[Pointing dataset records]
((
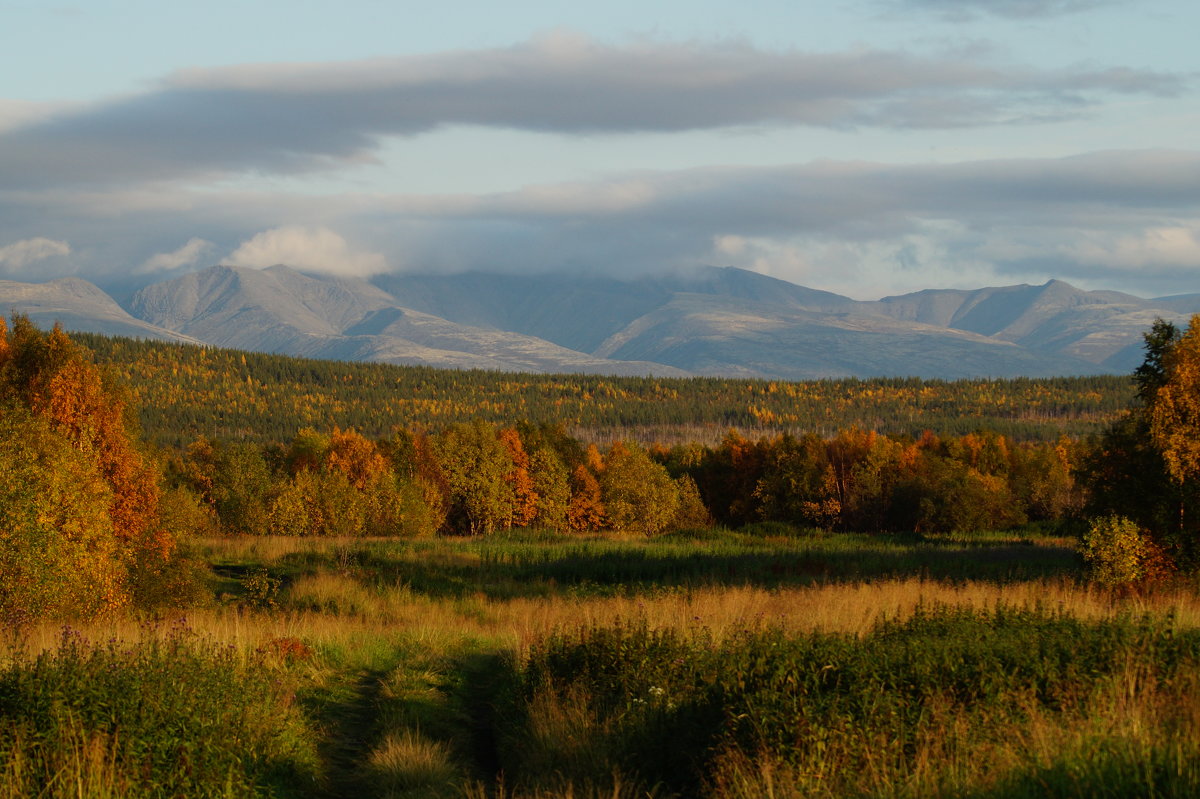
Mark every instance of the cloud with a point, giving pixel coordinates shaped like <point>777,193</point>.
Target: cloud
<point>295,118</point>
<point>28,251</point>
<point>185,256</point>
<point>1105,220</point>
<point>307,248</point>
<point>967,10</point>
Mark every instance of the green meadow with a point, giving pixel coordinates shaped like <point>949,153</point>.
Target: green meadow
<point>763,662</point>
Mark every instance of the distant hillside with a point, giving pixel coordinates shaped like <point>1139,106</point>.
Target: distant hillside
<point>77,305</point>
<point>708,322</point>
<point>189,391</point>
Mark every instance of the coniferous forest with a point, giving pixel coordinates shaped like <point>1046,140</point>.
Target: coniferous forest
<point>293,578</point>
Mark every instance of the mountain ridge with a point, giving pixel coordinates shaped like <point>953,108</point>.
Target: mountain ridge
<point>721,322</point>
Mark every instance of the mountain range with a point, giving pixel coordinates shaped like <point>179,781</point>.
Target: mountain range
<point>711,322</point>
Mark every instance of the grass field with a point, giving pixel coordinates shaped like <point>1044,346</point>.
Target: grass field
<point>719,664</point>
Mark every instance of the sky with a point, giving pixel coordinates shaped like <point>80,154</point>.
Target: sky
<point>867,148</point>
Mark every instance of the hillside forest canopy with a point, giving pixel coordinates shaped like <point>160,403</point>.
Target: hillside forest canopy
<point>480,605</point>
<point>87,498</point>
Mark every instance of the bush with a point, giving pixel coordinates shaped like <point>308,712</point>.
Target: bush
<point>172,715</point>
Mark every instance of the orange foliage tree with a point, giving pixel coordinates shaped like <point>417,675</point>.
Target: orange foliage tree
<point>57,382</point>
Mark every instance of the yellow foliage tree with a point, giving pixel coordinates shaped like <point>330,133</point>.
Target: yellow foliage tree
<point>1175,412</point>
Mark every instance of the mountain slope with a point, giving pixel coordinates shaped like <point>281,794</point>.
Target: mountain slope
<point>713,322</point>
<point>280,310</point>
<point>77,305</point>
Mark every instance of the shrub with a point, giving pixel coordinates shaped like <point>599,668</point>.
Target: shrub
<point>171,715</point>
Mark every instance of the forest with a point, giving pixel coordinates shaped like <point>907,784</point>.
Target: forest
<point>239,575</point>
<point>187,391</point>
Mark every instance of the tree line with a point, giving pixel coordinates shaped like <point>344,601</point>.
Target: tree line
<point>91,516</point>
<point>186,391</point>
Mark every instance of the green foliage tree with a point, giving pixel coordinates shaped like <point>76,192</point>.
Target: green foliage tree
<point>1146,467</point>
<point>639,494</point>
<point>475,464</point>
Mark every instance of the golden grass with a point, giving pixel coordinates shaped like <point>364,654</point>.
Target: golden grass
<point>345,611</point>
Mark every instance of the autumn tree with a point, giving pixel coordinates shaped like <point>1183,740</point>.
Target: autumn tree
<point>552,486</point>
<point>53,394</point>
<point>586,510</point>
<point>525,494</point>
<point>59,553</point>
<point>475,464</point>
<point>639,494</point>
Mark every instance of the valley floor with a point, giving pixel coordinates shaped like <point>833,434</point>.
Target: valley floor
<point>535,665</point>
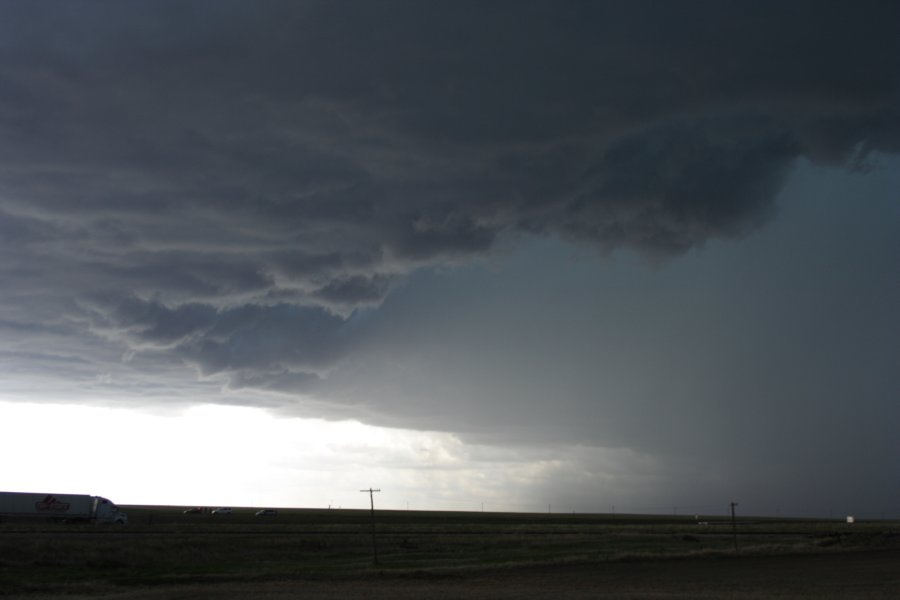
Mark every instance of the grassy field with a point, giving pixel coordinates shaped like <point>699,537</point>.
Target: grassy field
<point>163,547</point>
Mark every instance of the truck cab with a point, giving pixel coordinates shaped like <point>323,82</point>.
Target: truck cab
<point>106,511</point>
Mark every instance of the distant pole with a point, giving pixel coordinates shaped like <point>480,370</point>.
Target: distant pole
<point>734,524</point>
<point>371,493</point>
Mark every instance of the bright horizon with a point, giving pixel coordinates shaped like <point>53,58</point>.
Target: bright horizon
<point>638,255</point>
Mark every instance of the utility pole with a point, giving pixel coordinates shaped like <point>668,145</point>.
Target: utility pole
<point>371,493</point>
<point>734,524</point>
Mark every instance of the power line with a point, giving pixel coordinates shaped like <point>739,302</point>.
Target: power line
<point>371,493</point>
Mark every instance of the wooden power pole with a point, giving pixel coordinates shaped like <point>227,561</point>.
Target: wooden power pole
<point>734,524</point>
<point>371,493</point>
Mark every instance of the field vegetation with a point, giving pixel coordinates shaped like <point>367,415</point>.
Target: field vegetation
<point>162,546</point>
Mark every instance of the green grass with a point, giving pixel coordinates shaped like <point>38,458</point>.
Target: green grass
<point>162,546</point>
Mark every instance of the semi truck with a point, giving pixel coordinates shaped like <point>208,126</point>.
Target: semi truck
<point>71,508</point>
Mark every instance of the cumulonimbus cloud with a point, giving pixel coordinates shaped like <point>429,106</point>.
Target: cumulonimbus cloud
<point>235,180</point>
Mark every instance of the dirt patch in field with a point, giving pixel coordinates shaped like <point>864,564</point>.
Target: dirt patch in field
<point>846,575</point>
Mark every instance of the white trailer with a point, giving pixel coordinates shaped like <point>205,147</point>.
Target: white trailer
<point>63,507</point>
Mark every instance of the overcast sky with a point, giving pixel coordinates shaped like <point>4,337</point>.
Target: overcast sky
<point>578,254</point>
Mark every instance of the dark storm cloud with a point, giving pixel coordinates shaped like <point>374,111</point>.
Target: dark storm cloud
<point>222,180</point>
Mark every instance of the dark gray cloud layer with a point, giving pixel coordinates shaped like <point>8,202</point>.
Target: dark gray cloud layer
<point>236,185</point>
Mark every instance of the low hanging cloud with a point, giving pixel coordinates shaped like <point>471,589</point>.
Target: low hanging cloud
<point>239,186</point>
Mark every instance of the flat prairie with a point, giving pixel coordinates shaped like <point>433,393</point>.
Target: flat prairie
<point>164,553</point>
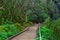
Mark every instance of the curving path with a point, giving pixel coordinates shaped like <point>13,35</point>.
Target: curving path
<point>30,34</point>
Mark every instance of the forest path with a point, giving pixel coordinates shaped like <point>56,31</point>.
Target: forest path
<point>30,34</point>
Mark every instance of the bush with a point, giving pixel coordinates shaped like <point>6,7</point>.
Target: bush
<point>8,30</point>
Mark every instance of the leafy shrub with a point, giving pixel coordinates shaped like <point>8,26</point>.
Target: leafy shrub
<point>8,30</point>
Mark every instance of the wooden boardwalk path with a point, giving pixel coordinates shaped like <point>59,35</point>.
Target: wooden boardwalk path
<point>30,34</point>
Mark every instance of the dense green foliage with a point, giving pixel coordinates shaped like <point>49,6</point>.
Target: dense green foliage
<point>18,14</point>
<point>50,28</point>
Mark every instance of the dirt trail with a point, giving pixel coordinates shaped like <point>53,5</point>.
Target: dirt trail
<point>30,34</point>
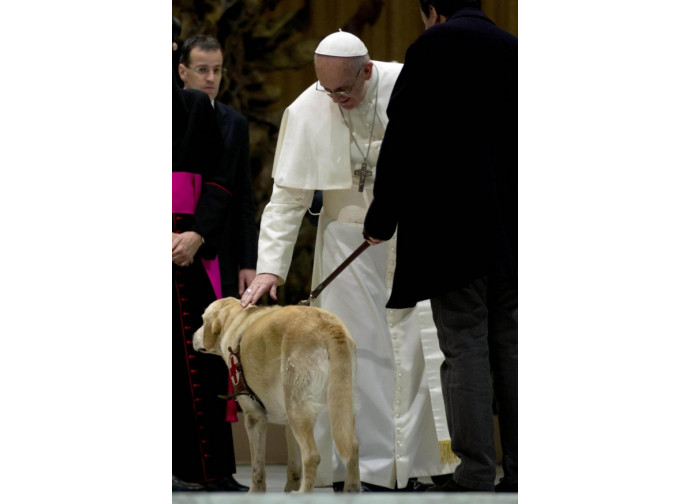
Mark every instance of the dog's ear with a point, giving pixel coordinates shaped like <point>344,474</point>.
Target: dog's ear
<point>211,331</point>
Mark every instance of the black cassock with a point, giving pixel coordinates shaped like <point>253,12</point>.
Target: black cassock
<point>201,438</point>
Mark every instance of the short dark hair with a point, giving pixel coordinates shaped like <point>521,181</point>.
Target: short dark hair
<point>201,42</point>
<point>447,7</point>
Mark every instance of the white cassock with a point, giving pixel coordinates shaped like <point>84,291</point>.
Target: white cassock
<point>400,418</point>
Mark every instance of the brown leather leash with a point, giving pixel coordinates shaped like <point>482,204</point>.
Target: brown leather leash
<point>314,294</point>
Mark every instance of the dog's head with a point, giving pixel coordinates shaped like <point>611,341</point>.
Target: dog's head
<point>217,316</point>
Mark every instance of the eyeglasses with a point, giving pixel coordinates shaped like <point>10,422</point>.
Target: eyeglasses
<point>217,71</point>
<point>341,94</point>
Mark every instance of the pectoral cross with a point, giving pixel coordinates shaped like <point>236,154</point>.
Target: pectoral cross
<point>363,174</point>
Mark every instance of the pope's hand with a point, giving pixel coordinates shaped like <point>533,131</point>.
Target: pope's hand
<point>262,283</point>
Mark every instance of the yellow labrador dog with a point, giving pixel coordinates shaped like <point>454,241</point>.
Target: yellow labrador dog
<point>298,361</point>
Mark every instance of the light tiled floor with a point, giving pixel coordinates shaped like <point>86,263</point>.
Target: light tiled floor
<point>275,481</point>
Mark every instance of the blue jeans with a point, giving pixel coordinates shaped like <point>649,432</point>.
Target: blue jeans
<point>477,331</point>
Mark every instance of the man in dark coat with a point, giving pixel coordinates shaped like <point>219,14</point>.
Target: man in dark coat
<point>447,180</point>
<point>202,189</point>
<point>201,67</point>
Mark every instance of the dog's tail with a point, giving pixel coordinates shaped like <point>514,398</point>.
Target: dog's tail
<point>343,365</point>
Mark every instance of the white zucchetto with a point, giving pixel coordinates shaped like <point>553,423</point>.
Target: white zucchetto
<point>341,44</point>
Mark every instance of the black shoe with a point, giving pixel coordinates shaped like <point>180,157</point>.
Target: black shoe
<point>414,486</point>
<point>504,486</point>
<point>227,484</point>
<point>183,486</point>
<point>450,486</point>
<point>368,487</point>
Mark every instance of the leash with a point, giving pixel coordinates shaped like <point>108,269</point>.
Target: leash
<point>315,293</point>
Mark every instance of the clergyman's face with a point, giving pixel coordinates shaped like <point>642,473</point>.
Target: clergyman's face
<point>337,74</point>
<point>203,72</point>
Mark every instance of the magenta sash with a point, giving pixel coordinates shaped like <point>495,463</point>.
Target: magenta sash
<point>186,189</point>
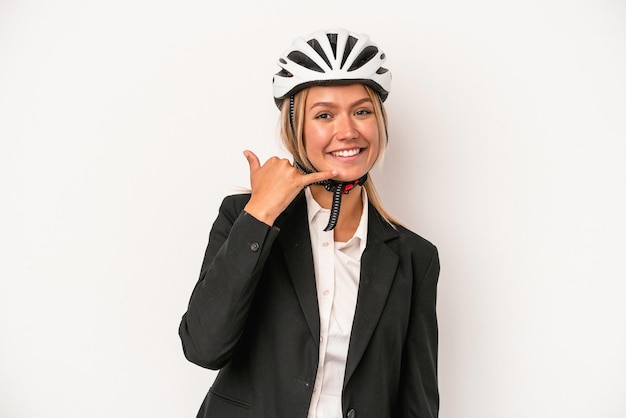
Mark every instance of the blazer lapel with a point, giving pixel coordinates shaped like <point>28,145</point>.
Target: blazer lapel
<point>296,246</point>
<point>378,268</point>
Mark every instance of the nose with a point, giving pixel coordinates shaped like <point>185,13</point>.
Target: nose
<point>346,128</point>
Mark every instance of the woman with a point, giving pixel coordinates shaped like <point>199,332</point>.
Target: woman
<point>312,301</point>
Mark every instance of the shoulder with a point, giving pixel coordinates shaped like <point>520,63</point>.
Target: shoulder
<point>404,241</point>
<point>416,242</point>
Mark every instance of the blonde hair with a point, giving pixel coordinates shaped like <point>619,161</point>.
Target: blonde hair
<point>294,141</point>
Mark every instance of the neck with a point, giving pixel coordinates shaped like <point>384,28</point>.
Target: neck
<point>351,209</point>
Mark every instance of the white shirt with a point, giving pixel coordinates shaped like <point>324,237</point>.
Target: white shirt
<point>337,270</point>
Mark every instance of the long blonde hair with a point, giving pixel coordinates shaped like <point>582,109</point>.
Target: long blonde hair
<point>294,141</point>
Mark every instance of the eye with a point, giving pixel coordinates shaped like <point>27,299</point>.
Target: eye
<point>323,115</point>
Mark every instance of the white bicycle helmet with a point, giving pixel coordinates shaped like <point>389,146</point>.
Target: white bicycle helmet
<point>331,57</point>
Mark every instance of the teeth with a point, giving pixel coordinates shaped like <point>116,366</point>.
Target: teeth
<point>346,153</point>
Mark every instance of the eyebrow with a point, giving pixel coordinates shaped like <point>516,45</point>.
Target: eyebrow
<point>332,104</point>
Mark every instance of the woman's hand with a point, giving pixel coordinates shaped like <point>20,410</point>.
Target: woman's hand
<point>275,184</point>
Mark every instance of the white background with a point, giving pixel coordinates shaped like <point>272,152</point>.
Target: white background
<point>122,125</point>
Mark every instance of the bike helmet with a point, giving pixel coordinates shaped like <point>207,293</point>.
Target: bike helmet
<point>331,57</point>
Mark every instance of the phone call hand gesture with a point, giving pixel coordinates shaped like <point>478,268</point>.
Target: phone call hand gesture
<point>275,184</point>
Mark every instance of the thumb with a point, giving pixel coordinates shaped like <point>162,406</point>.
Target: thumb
<point>319,176</point>
<point>253,160</point>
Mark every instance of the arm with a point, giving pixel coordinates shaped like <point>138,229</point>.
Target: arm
<point>214,322</point>
<point>419,393</point>
<point>239,244</point>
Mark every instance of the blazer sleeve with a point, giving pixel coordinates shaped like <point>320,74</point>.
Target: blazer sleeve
<point>218,308</point>
<point>419,394</point>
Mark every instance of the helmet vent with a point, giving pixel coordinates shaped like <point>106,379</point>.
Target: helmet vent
<point>332,38</point>
<point>318,48</point>
<point>364,57</point>
<point>301,59</point>
<point>349,46</point>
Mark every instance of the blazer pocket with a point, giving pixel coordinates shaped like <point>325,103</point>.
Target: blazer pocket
<point>225,400</point>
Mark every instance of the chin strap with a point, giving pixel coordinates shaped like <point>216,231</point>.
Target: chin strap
<point>338,188</point>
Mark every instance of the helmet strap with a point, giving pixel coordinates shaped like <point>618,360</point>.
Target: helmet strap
<point>291,110</point>
<point>338,188</point>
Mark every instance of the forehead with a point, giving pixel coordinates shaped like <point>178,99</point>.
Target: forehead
<point>347,94</point>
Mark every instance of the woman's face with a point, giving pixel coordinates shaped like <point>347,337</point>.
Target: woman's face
<point>341,130</point>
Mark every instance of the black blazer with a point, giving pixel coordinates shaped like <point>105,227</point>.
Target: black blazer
<point>254,316</point>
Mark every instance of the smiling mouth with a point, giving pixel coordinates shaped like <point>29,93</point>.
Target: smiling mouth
<point>346,152</point>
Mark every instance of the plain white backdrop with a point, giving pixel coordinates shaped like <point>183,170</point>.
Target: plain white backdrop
<point>122,126</point>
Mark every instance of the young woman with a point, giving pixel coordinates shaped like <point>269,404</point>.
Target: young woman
<point>312,301</point>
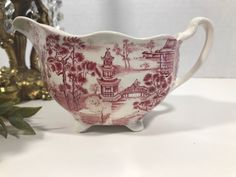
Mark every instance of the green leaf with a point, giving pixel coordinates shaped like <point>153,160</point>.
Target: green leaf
<point>19,123</point>
<point>23,112</point>
<point>4,128</point>
<point>6,106</point>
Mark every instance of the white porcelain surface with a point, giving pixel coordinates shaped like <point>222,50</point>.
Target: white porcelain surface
<point>191,134</point>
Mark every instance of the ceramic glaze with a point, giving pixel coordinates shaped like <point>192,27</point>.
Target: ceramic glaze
<point>109,78</point>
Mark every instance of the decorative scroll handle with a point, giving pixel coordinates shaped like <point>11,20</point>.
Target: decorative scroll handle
<point>189,32</point>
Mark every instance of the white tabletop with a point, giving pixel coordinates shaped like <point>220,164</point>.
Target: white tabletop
<point>191,134</point>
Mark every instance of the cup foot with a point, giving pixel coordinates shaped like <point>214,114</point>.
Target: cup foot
<point>136,126</point>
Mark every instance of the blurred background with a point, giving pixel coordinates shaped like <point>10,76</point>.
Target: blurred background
<point>144,18</point>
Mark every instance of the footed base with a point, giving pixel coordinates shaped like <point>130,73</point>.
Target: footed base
<point>133,126</point>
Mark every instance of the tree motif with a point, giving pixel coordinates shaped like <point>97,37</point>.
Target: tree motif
<point>65,59</point>
<point>145,65</point>
<point>124,51</point>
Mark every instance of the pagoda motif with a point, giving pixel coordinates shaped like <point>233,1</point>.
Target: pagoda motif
<point>108,83</point>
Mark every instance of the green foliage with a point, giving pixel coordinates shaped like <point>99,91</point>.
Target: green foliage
<point>14,115</point>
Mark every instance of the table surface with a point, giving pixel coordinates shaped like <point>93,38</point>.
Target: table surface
<point>191,134</point>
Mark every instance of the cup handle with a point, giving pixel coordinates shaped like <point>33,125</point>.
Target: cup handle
<point>189,32</point>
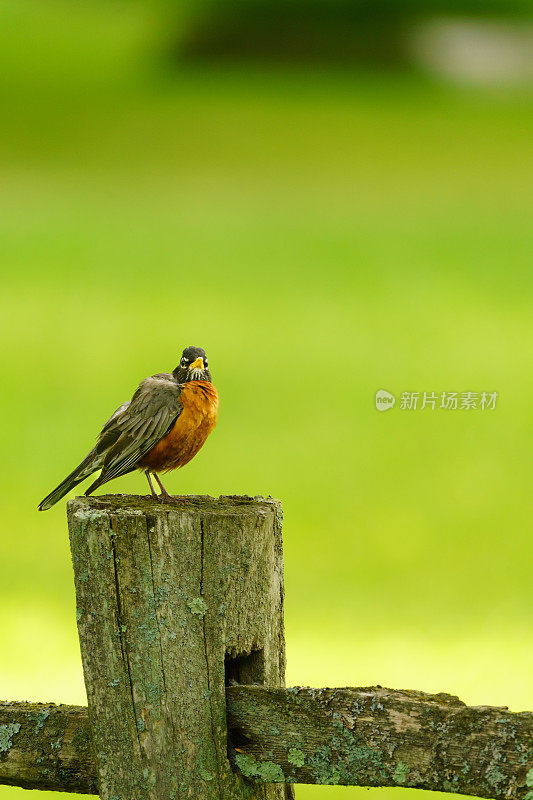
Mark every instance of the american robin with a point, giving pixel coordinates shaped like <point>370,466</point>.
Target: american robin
<point>161,428</point>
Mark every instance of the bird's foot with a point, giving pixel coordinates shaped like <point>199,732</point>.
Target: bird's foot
<point>165,497</point>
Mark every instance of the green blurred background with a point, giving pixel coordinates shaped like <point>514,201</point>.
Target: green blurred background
<point>324,227</point>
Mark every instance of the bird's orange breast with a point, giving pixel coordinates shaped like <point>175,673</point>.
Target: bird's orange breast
<point>196,421</point>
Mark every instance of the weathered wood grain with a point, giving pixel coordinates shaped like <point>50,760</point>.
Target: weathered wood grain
<point>367,736</point>
<point>45,746</point>
<point>379,737</point>
<point>172,601</point>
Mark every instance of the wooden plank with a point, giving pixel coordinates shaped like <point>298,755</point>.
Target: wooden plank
<point>170,597</point>
<point>361,736</point>
<point>45,746</point>
<point>379,737</point>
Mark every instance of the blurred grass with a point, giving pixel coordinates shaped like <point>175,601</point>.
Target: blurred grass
<point>322,235</point>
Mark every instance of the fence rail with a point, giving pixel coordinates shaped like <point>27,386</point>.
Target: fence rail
<point>361,737</point>
<point>180,621</point>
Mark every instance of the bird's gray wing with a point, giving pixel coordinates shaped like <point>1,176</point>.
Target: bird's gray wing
<point>137,426</point>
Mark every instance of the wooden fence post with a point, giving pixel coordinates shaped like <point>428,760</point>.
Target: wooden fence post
<point>174,602</point>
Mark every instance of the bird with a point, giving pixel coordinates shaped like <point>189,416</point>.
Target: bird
<point>161,428</point>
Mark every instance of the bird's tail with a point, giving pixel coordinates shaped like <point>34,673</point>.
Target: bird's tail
<point>89,465</point>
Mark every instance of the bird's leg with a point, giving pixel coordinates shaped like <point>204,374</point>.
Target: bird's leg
<point>154,493</point>
<point>164,494</point>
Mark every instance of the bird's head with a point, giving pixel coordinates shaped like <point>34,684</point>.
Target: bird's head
<point>193,366</point>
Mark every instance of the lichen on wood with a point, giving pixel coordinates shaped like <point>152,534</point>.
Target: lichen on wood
<point>379,737</point>
<point>168,594</point>
<point>369,736</point>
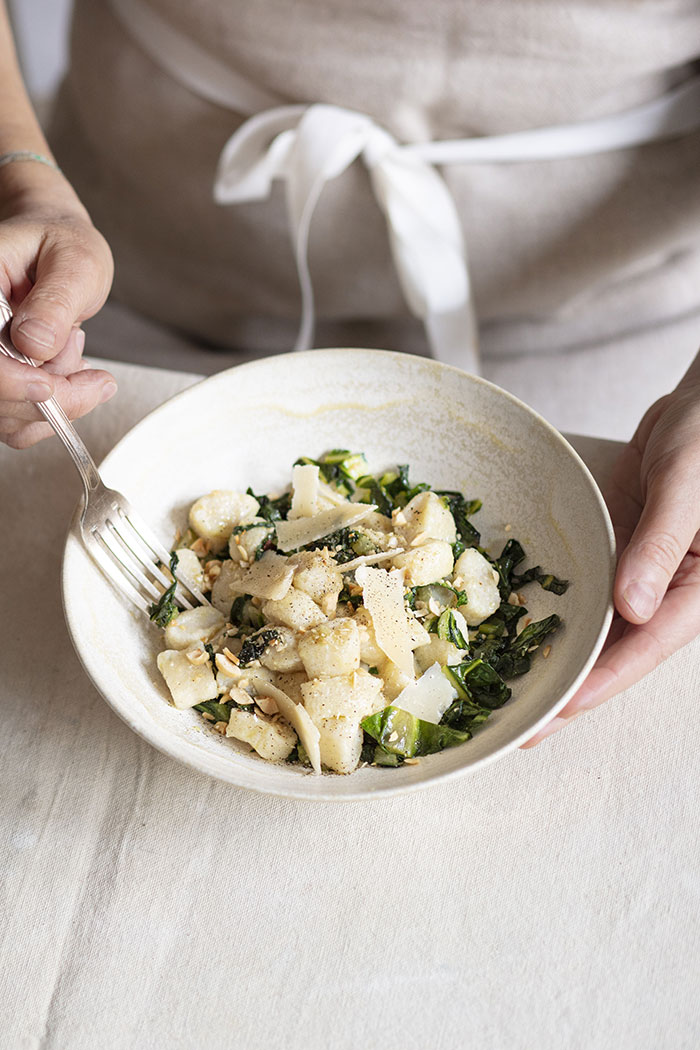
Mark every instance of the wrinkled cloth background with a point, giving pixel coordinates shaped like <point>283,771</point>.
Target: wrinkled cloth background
<point>551,901</point>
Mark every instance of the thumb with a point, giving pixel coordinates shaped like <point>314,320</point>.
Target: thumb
<point>666,527</point>
<point>71,282</point>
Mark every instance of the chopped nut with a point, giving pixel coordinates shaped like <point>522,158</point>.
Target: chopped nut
<point>240,696</point>
<point>267,705</point>
<point>197,655</point>
<point>227,667</point>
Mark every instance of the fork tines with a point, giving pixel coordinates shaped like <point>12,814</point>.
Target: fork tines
<point>135,561</point>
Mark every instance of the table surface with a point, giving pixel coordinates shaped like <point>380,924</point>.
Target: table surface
<point>550,901</point>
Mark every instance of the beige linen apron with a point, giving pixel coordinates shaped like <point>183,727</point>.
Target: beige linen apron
<point>560,249</point>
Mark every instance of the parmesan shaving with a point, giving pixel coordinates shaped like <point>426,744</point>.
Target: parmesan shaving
<point>382,595</point>
<point>429,697</point>
<point>270,578</point>
<point>381,555</point>
<point>296,715</point>
<point>304,491</point>
<point>304,530</point>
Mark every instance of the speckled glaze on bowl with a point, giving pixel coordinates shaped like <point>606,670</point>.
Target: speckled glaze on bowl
<point>246,426</point>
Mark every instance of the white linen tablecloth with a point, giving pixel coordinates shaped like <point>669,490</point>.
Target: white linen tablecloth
<point>551,901</point>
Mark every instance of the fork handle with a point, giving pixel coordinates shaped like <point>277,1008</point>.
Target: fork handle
<point>50,410</point>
))
■ REQUIREMENTS ■
Could you retype everything in the records above from the line containing "Mark every instance of the short" down to the line containing "<point>400,418</point>", keeping every character as it appears?

■ FINAL RESULT ■
Mark every instance of the short dark hair with a point, giving pixel coordinates shaped like <point>521,181</point>.
Target: short dark hair
<point>201,42</point>
<point>447,7</point>
Mark every instance of the white cassock with a point, giving pixel coordinates shaped like <point>84,291</point>.
Target: white cassock
<point>400,418</point>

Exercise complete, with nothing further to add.